(Coordinate annotation records)
=======

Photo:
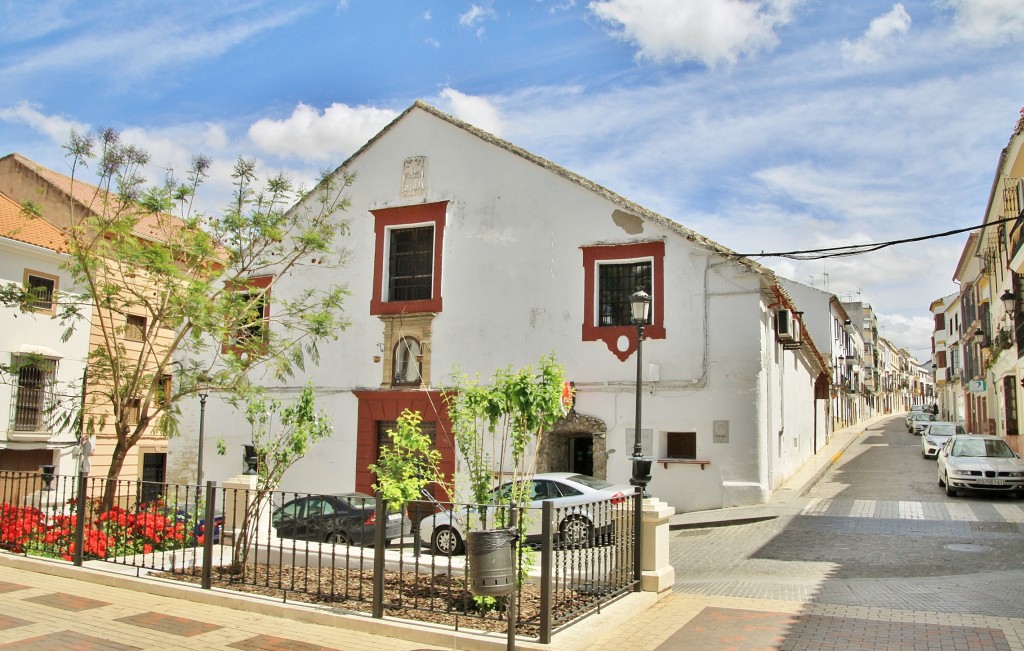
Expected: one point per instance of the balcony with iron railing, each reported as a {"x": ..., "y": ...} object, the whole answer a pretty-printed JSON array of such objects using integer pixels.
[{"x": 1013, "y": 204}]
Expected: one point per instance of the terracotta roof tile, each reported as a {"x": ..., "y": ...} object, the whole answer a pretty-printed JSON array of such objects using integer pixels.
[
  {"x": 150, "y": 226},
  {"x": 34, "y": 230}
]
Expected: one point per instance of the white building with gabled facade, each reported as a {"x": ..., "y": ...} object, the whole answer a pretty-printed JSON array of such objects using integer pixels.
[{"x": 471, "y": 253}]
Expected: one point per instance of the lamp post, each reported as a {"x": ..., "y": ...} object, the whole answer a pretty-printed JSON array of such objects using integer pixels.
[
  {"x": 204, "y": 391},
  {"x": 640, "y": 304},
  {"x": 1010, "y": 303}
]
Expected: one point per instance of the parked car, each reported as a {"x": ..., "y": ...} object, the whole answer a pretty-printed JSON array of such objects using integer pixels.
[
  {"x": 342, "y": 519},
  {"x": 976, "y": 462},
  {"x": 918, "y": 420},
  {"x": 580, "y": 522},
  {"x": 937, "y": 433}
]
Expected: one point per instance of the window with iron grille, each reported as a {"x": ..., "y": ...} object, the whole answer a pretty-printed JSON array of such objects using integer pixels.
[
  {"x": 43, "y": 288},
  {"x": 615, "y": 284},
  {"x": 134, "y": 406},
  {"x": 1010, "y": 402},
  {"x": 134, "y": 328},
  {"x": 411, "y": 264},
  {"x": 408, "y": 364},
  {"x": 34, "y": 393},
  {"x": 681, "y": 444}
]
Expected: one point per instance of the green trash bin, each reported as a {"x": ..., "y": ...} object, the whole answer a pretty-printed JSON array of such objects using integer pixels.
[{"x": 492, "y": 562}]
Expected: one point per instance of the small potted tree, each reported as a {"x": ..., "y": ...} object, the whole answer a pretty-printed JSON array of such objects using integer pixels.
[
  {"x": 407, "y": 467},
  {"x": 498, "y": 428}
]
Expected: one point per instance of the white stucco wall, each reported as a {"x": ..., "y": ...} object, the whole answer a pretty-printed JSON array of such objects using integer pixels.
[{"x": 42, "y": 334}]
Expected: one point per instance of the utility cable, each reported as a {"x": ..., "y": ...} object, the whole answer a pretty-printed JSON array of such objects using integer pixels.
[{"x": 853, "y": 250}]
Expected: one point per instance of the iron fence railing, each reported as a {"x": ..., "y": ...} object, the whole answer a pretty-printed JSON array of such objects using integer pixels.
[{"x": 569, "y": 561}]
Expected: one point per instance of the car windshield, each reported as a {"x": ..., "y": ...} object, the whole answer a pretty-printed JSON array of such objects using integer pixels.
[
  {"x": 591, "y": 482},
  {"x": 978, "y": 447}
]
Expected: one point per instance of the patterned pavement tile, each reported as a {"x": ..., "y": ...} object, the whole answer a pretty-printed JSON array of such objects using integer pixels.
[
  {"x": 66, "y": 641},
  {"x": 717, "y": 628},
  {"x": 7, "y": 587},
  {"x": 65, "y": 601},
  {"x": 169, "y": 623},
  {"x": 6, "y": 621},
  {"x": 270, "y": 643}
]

=======

What is expected: All of the lines above should be printed exactly, minus the pictures.

Reply to the exercise:
Photo:
Expected: one point per instance of the balcony with iron railing, each reported as a {"x": ..., "y": ...} object, the whole answer a pretty-printed JSON array of such objects using integer pixels.
[{"x": 1013, "y": 204}]
Expected: one point per instance of the terracotta roof tile, each reported as a {"x": ..., "y": ...} object, the whole answer a pretty-printed JSON array of such objects using integer pixels.
[
  {"x": 150, "y": 226},
  {"x": 34, "y": 230}
]
Expected: one point per instance of the white building with gabled facade, each reported as a {"x": ..., "y": ...} object, the whole answer a pretty-printed JSON array of such objects using integer pixels.
[{"x": 471, "y": 253}]
Expected: one point per instance of the lamp post, each reported as a {"x": ..., "y": ...} object, the whole answer a pretty-printed JSON array of such objects using integer pixels.
[
  {"x": 204, "y": 391},
  {"x": 640, "y": 304},
  {"x": 1010, "y": 303}
]
Expected: one point per instance of the parked car, each reported as a {"x": ..., "y": ...} object, the whole answer a pretty-printed JSON array of such objects using integer pixels.
[
  {"x": 342, "y": 519},
  {"x": 976, "y": 462},
  {"x": 918, "y": 420},
  {"x": 580, "y": 522},
  {"x": 937, "y": 433}
]
Expected: one point per instance of the window with iron grille, each reported as a {"x": ..., "y": ...} object, the whole answer a pretty-printed JSON array of such objects using integer pixels.
[
  {"x": 43, "y": 288},
  {"x": 615, "y": 284},
  {"x": 134, "y": 406},
  {"x": 1010, "y": 402},
  {"x": 134, "y": 328},
  {"x": 411, "y": 264},
  {"x": 408, "y": 364},
  {"x": 34, "y": 393},
  {"x": 681, "y": 444}
]
Expected: one point per instance of the green trash bin, each reported as a {"x": ..., "y": ...} object, the whole answer a pretty-printed JSON array of such objects using integer pixels.
[{"x": 492, "y": 562}]
Expected: one point per instance of the small potted tree, each reported as a {"x": ..., "y": ...} object, the whole answer a pretty-printed JSON array of such objects using integer pixels.
[
  {"x": 407, "y": 467},
  {"x": 498, "y": 428}
]
Expected: one point per instance of the white stucco wall, each reported as a {"x": ..., "y": ...} object, the whole answer a pretty-printed JSON array of such objects using integer pixels.
[{"x": 42, "y": 334}]
Expected: one point per instance of the utility cable, each reported as a {"x": ..., "y": ...} object, the whole answer a pretty-printed JSON array of such objects using integer pixels.
[{"x": 853, "y": 250}]
Expected: one point per instance of the iron fence railing, each reported as a {"x": ..., "y": ...} object, the whole answer a pretty-printed JSON array of such objects using integer pixels.
[{"x": 569, "y": 561}]
Expected: one point per instance of the car windshield, each reported as a {"x": ..., "y": ...} object, the whole answer a pretty-printed JSON array of such objects using integer pixels.
[
  {"x": 591, "y": 482},
  {"x": 978, "y": 447}
]
Expected: one point per instance of the patterned pavement tile, each reported as a {"x": ..., "y": ...} object, the whole answer a pretty-printed JSON array of such objects using integer pixels.
[
  {"x": 66, "y": 641},
  {"x": 717, "y": 628},
  {"x": 7, "y": 587},
  {"x": 65, "y": 601},
  {"x": 169, "y": 623},
  {"x": 6, "y": 621},
  {"x": 270, "y": 643}
]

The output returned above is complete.